**** Text for analysis ****

The prototype CW-21 was delivered to China for evaluation by the Chinese Air Force. The Chinese were impressed by the CW-21's performance, and negotiation started on a Chinese purchase. While these negotiations were ongoing, the CW-21 prototype was flown in combat against Japanese bombers attacking Chongqing, with Curtiss test pilot Bob Fausel claiming a Fiat BR.20 bomber shot down on 4 April 1939. In May 1939, a contract was signed, with China receiving the prototype and three complete examples built by Curtiss, as well as kits for 27 more aircraft. Assembly would be undertaken by the Central Aircraft Manufacturing Company (CAMCO) at Loiwing, near the China-Burma border. These were to be armed with two .50 in and two .30 in machine guns.

****

**What you need to do:**
A. According to the CW-21 passage, who was to assemble the kit aircraft, and where?
B. Name every organization mentioned in the CW-21 passage.
C. Please write the next few sentences of the CW-21 passage, picking up after its final sentence.
The listing that follows is separate material from the CW-21 passage.

**** Data ****

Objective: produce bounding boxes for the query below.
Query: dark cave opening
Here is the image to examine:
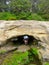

****

**Results of the tasks:**
A. The Central Aircraft Manufacturing Company (CAMCO) was to assemble them at Loiwing, near the China-Burma border.

B. Chinese Air Force, Curtiss, Central Aircraft Manufacturing Company (CAMCO)

C.
The three Curtiss-built aircraft were shipped to China in May 1940 and were eventually handed over to the 1st American Volunteer Group (Flying Tigers), who intended to use them to tackle high-flying Japanese reconnaissance aircraft. These crashed and were destroyed, due to poor visibility, on a flight from Rangoon to Kunming on 23 December 1941. Of the 27 to be assembled by CAMCO, none were completed before CAMCO was forced by advancing Japanese forces to evacuate its Loiwing factory to India in 1942.

Curtiss had meanwhile developed an improved version of the CW-21, the CW-21B. The main difference was a new undercarriage with inward-retracting mainwheels and a semi-retractable tail wheel which had been developed for the Curtiss-Wright CW-23 armed trainer, with other changes including hydraulically operated flaps. Although heavier, the CW-21B was 18 mph faster than the original CW-21, albeit with a reduced rate of climb.

In April 1940, the Dutch Army Aviation Brigade Luchtvaartbrigade, desperate for modern combat aircraft, placed an order for 24 CW-21Bs from Curtiss-Wright. After the Battle of the Netherlands, which resulted in the Dutch Army surrendering to the invading Germans on 15 May 1940, the order for the CW-21Bs (together with a number of Curtiss Model 75 fighters and Curtiss-Wright CW-22 trainers), was transferred to the government of the Dutch East Indies (now Indonesia), for the Militaire Luchtvaart van het Koninklijk Nederlands-Indisch Leger ("Military Aviation of the Royal Netherlands East Indies Army"; ML-KNIL).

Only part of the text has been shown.